**WHAT THIS EXERCISE ASKS:**
1 - In the email titled "Discourse," which two automation tools does the writer suggest could ease the pain of maintaining the infrastructure?
2 - Reproduce word for word the part of the email titled "Discourse" that opens with the words containing "What i see from" and closes with "and maybe implemented.".

**TEXT PASSAGE:**
--- START ---
Discourse
Lays Rodrigues
lays.rodrigues at kde.org
Tue Oct 30 12:25:40 GMT 2018
I do think that we should consider to move to discourse.
One thing that I've learned with the agile method is to discover the 'pain'
of my user and try to cure it.
What i see from this thread is the 'pain' of maintaining this kind of
infrastructure, that I think that using
tools of automations like Ansible or Kubernetes for the orquestration and
management of containers would
aliviate that kind of pain.
But I could be wrong, since I don't know any idea of the work that the kde
sysadmins have.
I love automation and how that makes my life easier at work.
I agree over Paul Adams comments, and I think that if we want to go forward
on this, we need to study it,
find the poins of 'pain' and come up with solutions that can be good for
everyone.
For me, all the movements that want to bring KDE to a modern web are
valid... to be studied and maybe implemented.
On Tue, Oct 30, 2018 at 7:50 AM Paul Adams <paul.adams at kde.org> wrote:
> On Tue, 30 Oct 2018 at 11:42, Ben Cooksley <bcooksley at kde.org> wrote:
> > If you're running 10,000+ microservice instances, then you can have
> > the teams of people needed to maintain the necessary overhead
>
> This is true. Also not your original point: you claimed that Docker
> containers were generally unsuitable for production
> The overhead is generally not that huge: you build, sign and upload
> your images to registry you run. This is no different than when you
> build, sign and upload your custom-built distro packages.
--- END ---
**EXTRACTED MATERIAL:**
--- START ---
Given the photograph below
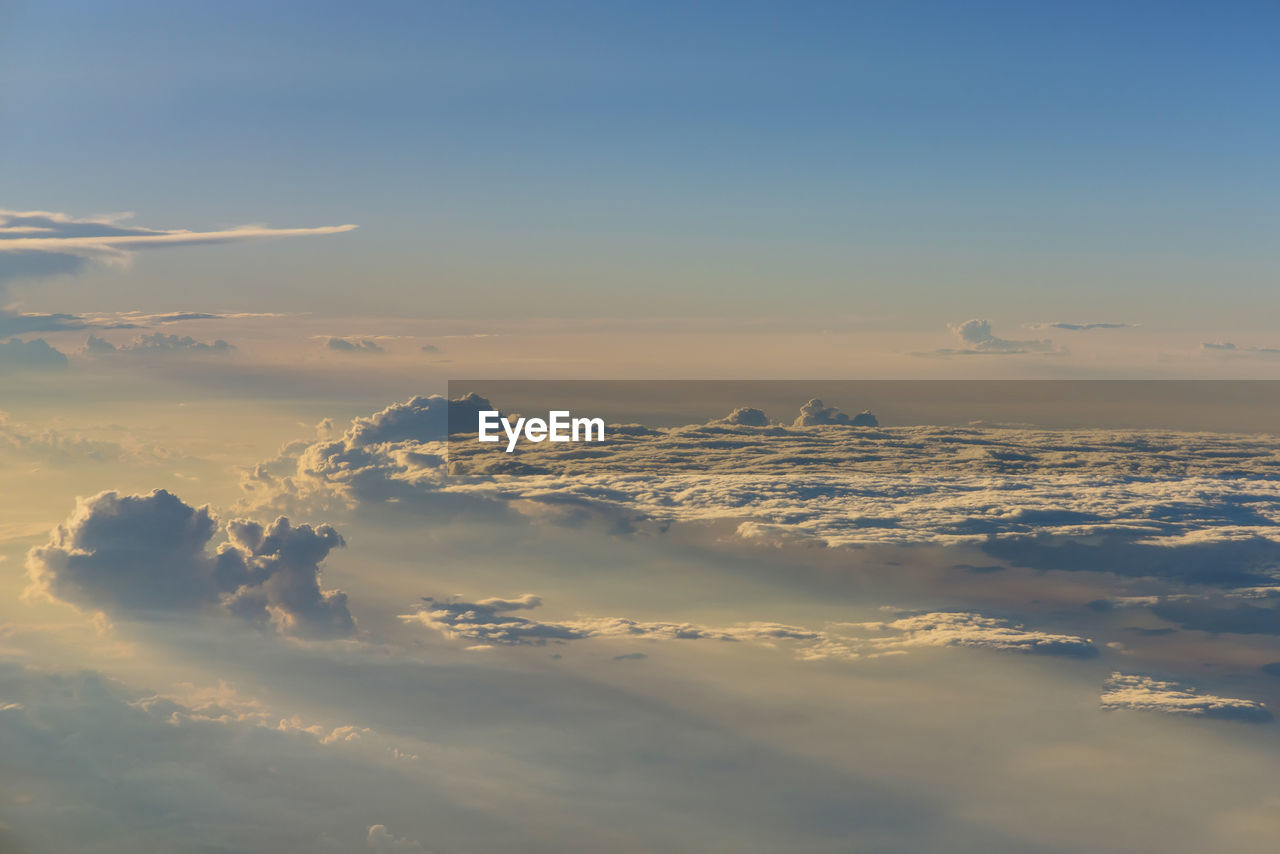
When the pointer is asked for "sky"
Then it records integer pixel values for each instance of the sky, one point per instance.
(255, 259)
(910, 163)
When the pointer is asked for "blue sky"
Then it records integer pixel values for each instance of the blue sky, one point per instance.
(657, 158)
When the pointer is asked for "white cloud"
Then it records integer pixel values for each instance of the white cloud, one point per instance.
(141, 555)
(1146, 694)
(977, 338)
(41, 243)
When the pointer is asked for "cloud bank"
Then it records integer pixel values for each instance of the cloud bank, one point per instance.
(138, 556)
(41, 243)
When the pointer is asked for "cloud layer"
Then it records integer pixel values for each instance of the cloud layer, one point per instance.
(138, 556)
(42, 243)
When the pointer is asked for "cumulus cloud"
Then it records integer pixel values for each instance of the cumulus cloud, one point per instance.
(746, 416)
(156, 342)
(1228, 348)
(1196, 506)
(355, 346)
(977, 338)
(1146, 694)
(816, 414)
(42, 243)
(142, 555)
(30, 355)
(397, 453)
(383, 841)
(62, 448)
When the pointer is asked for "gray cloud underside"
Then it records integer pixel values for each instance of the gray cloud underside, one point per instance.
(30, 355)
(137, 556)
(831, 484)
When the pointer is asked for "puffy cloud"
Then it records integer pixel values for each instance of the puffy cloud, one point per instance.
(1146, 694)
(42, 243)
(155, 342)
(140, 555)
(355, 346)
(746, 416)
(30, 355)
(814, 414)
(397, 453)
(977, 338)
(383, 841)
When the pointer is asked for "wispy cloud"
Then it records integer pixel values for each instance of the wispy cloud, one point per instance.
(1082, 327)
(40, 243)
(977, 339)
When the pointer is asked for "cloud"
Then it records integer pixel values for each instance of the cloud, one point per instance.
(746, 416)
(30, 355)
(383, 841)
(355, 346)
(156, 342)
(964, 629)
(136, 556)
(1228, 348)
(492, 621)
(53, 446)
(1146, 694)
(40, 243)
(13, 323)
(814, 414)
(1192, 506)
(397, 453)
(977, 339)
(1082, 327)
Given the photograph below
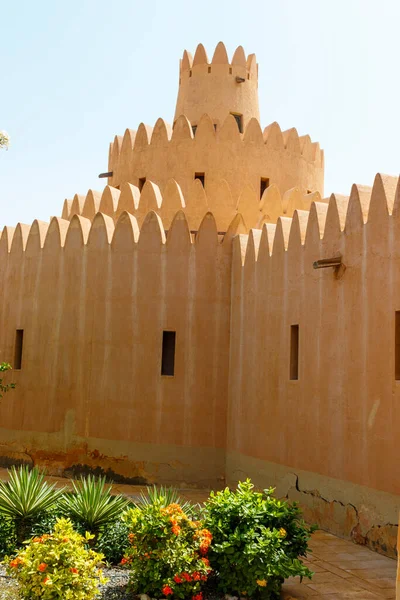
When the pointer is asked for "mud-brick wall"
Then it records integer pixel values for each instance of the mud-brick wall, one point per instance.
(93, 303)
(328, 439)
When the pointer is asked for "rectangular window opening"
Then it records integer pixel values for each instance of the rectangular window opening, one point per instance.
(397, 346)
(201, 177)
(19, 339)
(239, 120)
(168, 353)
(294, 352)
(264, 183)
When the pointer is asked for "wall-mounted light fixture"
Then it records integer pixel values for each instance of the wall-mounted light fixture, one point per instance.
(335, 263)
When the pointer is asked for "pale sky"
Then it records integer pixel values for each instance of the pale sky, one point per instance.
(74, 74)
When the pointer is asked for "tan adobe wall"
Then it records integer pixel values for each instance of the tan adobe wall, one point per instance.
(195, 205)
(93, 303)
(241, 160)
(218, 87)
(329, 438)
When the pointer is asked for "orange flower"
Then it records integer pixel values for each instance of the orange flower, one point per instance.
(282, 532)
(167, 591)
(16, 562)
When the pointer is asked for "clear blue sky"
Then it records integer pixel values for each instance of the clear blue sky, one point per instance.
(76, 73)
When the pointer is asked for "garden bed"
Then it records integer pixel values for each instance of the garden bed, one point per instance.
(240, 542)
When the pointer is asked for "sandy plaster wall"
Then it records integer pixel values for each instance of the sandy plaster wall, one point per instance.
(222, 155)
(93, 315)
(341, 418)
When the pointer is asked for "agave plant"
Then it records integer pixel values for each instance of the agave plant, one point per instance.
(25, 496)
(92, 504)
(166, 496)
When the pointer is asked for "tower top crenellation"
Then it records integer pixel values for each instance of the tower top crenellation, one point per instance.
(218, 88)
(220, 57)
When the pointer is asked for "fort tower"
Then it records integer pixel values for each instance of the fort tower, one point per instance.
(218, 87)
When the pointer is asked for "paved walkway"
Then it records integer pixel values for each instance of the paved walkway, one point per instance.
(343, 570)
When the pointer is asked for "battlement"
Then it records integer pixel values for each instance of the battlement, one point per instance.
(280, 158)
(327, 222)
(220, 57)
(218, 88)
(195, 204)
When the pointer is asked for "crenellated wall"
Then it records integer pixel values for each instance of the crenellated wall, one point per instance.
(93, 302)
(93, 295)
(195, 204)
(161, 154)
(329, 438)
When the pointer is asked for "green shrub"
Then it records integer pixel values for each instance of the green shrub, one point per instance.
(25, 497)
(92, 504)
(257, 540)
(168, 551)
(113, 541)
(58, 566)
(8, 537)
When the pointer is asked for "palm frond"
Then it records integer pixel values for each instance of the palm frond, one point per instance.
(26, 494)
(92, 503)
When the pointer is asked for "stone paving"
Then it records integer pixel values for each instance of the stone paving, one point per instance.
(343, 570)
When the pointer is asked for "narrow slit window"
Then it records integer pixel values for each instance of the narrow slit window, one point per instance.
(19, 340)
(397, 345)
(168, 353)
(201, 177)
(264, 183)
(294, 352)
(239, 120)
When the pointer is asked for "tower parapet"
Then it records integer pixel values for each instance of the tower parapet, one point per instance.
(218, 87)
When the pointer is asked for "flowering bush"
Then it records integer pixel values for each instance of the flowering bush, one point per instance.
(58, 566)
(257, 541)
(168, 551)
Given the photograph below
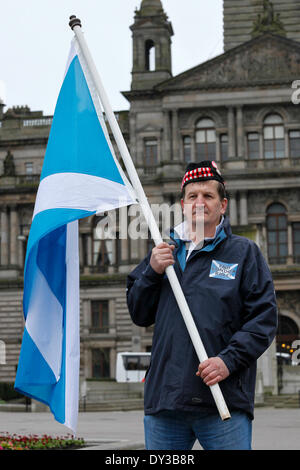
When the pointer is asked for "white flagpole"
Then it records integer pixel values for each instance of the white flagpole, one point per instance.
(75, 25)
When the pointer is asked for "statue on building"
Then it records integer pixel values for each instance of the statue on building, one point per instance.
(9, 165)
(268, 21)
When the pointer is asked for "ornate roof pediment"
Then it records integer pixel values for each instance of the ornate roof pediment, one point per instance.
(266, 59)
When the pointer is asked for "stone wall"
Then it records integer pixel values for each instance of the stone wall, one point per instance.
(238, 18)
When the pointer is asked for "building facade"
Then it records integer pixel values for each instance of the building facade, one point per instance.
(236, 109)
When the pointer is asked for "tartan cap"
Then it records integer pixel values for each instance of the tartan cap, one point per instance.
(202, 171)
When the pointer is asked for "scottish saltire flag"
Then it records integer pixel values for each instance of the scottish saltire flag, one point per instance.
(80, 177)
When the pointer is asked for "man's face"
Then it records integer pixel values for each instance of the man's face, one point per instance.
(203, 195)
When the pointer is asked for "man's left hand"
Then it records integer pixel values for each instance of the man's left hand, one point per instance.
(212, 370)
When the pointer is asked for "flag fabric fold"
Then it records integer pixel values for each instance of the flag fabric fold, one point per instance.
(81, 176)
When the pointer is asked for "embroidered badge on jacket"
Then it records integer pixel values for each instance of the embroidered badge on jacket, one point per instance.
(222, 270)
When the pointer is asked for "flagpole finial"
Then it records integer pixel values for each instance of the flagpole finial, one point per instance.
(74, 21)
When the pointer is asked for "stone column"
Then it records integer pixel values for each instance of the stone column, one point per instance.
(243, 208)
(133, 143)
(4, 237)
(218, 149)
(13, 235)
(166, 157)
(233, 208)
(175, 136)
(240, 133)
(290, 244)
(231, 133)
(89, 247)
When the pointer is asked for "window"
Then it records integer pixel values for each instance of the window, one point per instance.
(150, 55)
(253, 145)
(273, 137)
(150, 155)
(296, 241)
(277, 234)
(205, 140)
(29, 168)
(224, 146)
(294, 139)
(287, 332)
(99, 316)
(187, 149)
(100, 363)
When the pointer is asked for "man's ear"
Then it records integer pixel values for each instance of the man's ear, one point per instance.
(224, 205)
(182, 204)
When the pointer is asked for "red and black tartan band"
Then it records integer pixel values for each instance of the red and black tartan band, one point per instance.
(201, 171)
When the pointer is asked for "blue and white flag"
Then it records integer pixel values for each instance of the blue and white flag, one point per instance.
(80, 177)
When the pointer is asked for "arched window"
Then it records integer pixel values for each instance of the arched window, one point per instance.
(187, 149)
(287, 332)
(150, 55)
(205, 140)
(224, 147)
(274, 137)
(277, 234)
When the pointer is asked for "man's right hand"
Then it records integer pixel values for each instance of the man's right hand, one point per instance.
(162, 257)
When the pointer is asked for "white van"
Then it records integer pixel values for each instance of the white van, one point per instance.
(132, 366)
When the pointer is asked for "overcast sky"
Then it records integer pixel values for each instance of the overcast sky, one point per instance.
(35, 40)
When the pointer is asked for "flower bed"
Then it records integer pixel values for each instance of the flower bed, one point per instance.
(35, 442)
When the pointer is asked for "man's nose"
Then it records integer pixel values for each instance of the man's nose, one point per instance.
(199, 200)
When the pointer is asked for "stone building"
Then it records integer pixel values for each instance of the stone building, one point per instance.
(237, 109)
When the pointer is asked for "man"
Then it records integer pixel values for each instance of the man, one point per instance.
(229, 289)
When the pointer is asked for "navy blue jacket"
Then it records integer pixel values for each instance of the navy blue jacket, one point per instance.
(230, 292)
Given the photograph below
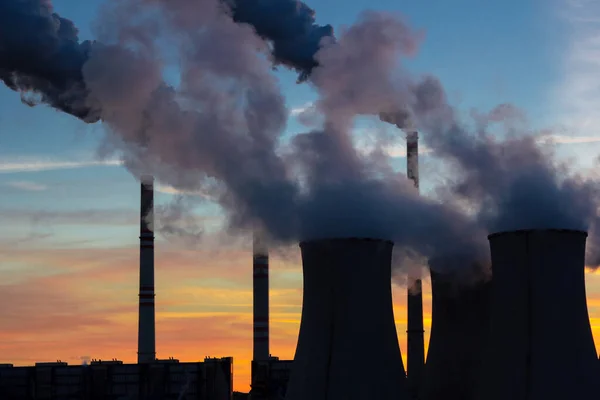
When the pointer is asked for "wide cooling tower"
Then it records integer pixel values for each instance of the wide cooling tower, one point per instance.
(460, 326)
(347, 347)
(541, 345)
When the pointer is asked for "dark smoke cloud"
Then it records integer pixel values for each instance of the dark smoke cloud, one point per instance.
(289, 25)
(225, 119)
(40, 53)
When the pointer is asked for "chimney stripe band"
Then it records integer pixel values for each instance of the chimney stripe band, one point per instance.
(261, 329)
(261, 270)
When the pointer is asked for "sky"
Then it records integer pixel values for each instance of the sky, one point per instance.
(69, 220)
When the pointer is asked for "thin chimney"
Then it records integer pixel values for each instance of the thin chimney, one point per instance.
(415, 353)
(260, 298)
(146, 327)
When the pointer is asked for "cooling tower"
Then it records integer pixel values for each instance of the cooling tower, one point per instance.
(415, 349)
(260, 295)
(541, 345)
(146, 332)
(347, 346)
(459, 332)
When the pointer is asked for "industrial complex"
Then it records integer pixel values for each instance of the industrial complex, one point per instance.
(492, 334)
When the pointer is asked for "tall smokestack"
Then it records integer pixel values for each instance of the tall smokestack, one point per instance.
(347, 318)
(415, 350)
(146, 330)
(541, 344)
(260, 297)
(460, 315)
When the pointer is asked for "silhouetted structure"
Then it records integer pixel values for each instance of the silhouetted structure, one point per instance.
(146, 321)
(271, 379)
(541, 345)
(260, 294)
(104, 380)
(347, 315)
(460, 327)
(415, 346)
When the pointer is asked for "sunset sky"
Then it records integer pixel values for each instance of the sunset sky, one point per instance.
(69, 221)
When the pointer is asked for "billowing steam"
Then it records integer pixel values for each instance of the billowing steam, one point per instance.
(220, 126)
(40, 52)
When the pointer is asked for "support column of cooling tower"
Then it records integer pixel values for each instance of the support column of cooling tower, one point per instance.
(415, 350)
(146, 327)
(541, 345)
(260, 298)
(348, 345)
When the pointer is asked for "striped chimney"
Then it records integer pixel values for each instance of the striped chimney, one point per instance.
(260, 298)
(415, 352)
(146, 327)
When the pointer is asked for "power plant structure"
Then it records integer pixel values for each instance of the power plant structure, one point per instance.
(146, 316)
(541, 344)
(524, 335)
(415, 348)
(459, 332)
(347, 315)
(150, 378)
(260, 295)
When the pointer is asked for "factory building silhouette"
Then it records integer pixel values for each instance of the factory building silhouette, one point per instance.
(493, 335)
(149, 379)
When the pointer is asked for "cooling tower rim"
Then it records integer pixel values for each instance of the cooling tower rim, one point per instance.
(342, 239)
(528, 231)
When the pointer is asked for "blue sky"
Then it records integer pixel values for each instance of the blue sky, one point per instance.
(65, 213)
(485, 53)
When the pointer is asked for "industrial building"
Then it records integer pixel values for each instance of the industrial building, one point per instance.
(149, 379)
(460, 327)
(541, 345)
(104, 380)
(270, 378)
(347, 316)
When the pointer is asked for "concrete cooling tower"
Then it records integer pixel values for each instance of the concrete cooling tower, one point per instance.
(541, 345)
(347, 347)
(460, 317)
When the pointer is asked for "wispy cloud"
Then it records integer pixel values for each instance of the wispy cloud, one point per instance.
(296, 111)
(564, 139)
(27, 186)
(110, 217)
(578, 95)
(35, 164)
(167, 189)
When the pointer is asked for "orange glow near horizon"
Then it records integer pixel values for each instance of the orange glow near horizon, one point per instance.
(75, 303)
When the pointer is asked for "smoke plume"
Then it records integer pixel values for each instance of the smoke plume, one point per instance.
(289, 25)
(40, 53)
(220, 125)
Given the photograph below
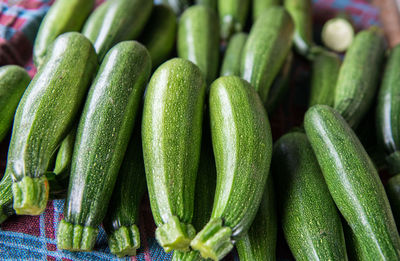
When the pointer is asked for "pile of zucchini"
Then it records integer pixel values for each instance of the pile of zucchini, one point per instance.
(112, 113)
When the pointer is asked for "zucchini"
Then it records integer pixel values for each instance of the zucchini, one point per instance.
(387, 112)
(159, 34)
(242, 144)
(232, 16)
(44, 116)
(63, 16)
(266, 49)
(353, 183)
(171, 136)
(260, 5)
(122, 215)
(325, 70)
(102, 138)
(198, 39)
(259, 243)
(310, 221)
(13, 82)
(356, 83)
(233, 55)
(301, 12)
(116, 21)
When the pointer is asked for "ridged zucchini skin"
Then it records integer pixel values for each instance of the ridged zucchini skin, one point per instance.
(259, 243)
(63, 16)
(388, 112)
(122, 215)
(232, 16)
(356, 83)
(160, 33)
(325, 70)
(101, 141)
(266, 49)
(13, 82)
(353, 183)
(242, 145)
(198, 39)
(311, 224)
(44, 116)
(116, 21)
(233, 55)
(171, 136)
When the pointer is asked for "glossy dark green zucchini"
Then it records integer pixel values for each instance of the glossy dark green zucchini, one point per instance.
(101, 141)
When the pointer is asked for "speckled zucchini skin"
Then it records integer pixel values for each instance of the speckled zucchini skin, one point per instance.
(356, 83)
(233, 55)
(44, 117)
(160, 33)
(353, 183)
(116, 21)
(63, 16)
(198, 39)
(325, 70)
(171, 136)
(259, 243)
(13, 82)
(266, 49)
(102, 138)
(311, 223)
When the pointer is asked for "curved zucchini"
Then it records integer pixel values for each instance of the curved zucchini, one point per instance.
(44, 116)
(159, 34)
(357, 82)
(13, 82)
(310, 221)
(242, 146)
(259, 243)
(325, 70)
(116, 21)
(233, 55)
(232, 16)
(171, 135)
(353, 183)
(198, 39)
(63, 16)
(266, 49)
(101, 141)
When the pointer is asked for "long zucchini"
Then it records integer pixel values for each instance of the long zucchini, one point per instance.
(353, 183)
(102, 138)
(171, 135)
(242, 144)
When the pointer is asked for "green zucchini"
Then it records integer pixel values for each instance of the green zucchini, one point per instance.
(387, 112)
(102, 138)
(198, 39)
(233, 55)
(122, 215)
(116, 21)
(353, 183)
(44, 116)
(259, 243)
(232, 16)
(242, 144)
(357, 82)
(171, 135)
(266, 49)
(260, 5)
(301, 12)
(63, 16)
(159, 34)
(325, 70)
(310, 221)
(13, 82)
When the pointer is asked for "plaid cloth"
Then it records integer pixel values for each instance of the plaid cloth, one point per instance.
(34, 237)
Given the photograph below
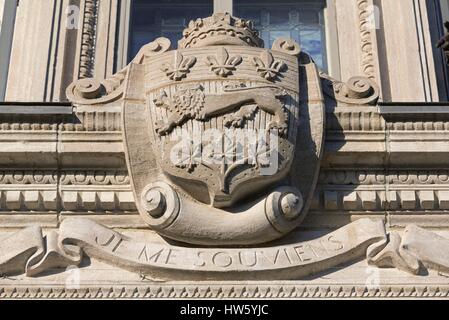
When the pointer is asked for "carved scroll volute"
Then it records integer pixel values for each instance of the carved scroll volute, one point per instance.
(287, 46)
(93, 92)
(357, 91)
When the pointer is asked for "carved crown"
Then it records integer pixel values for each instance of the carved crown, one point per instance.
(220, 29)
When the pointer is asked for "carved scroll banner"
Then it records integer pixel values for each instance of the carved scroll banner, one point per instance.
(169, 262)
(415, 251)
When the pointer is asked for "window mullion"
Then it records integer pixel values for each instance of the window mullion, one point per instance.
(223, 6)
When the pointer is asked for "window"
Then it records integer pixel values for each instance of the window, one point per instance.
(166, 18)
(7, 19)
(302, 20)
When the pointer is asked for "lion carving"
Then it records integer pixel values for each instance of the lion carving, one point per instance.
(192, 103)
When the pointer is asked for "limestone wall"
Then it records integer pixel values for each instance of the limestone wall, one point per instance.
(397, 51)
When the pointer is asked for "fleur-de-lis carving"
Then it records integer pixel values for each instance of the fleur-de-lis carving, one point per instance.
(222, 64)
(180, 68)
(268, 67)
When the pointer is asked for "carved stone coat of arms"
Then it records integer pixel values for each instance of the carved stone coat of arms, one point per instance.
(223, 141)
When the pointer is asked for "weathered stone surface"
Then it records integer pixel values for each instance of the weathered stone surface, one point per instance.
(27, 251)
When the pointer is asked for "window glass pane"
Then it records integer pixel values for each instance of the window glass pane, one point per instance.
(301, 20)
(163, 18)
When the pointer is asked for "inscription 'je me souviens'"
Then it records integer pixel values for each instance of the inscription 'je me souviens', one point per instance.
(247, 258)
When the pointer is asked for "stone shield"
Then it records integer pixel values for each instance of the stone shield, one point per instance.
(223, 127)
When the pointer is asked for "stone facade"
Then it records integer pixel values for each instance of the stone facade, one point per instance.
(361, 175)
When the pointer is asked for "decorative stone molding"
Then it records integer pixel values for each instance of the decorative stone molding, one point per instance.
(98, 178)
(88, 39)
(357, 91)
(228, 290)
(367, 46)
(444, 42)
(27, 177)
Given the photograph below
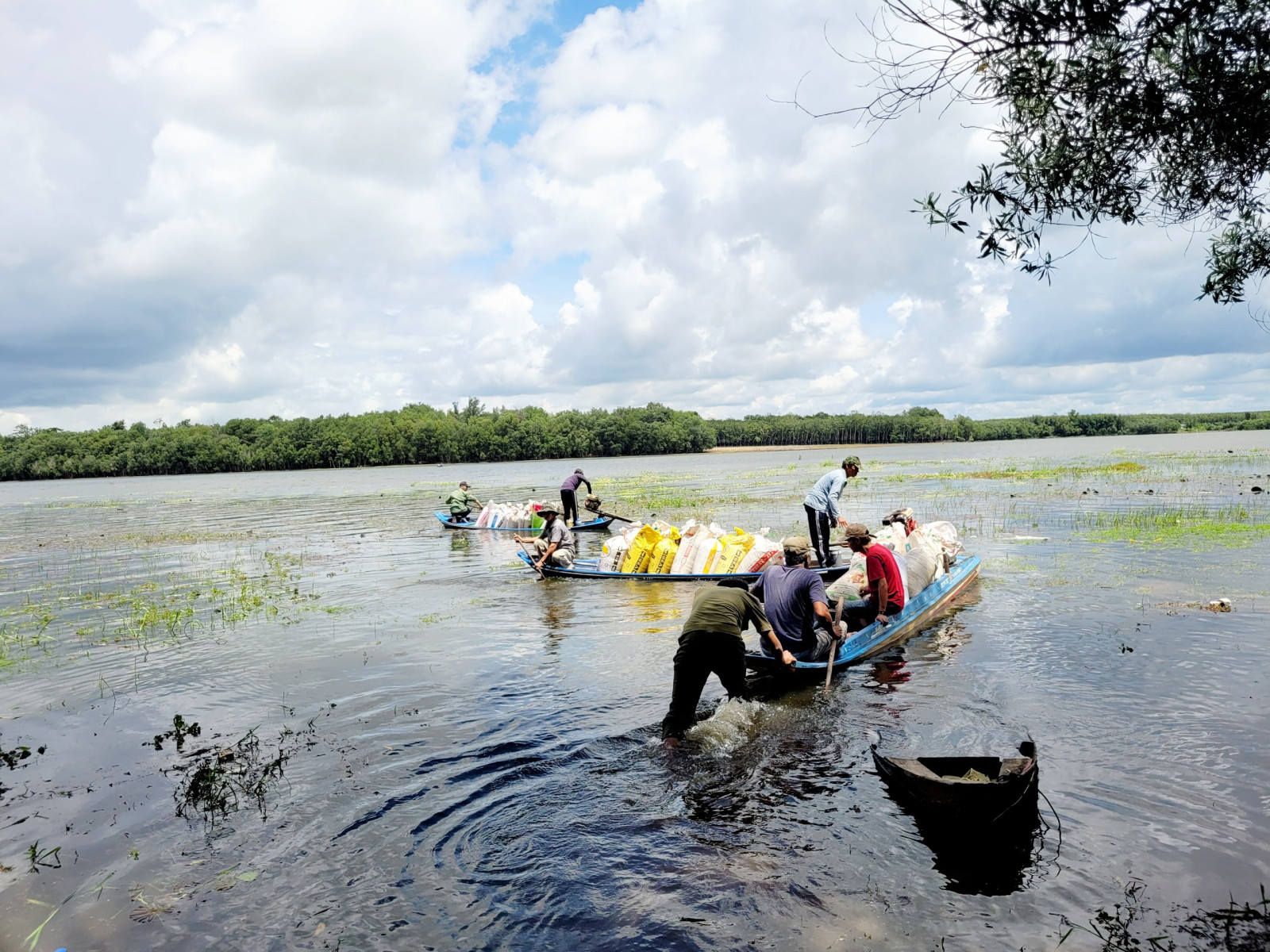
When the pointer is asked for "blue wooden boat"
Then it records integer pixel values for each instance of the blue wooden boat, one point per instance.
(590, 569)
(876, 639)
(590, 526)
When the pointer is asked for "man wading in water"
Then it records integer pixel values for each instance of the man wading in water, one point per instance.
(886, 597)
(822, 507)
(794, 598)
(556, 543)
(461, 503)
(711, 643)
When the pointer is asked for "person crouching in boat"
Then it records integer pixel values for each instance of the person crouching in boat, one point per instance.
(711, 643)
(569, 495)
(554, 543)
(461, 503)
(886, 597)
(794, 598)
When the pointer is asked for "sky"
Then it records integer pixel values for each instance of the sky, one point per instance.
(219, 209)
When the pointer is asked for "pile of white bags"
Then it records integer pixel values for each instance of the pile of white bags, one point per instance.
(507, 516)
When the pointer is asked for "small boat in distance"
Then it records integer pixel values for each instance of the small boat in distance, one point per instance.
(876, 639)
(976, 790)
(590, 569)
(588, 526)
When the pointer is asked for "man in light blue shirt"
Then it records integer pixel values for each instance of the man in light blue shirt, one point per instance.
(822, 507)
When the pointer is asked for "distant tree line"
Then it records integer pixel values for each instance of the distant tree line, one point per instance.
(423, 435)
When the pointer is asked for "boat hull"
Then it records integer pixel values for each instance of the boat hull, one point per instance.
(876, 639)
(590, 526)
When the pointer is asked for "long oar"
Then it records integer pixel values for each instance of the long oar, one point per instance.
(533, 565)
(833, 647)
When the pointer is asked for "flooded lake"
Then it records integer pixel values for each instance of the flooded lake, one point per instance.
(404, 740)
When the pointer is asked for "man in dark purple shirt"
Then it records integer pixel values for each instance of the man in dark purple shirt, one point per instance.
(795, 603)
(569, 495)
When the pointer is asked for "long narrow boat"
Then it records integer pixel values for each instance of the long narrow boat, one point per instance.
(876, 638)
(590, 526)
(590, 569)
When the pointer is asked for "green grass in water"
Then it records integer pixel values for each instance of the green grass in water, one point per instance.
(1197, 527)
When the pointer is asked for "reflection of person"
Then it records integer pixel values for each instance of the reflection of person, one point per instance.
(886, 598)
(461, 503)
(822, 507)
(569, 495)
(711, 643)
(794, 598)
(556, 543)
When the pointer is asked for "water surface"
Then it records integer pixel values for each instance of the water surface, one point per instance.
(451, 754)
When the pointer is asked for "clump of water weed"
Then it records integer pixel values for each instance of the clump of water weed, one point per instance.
--- END ---
**SOLUTIONS PER TASK:**
1 - Ansible or Kubernetes

2 -
What i see from this thread is the 'pain' of maintaining this kind of
infrastructure, that I think that using
tools of automations like Ansible or Kubernetes for the orquestration and
management of containers would
aliviate that kind of pain.
But I could be wrong, since I don't know any idea of the work that the kde
sysadmins have.
I love automation and how that makes my life easier at work.
I agree over Paul Adams comments, and I think that if we want to go forward
on this, we need to study it,
find the poins of 'pain' and come up with solutions that can be good for
everyone.
For me, all the movements that want to bring KDE to a modern web are
valid... to be studied and maybe implemented.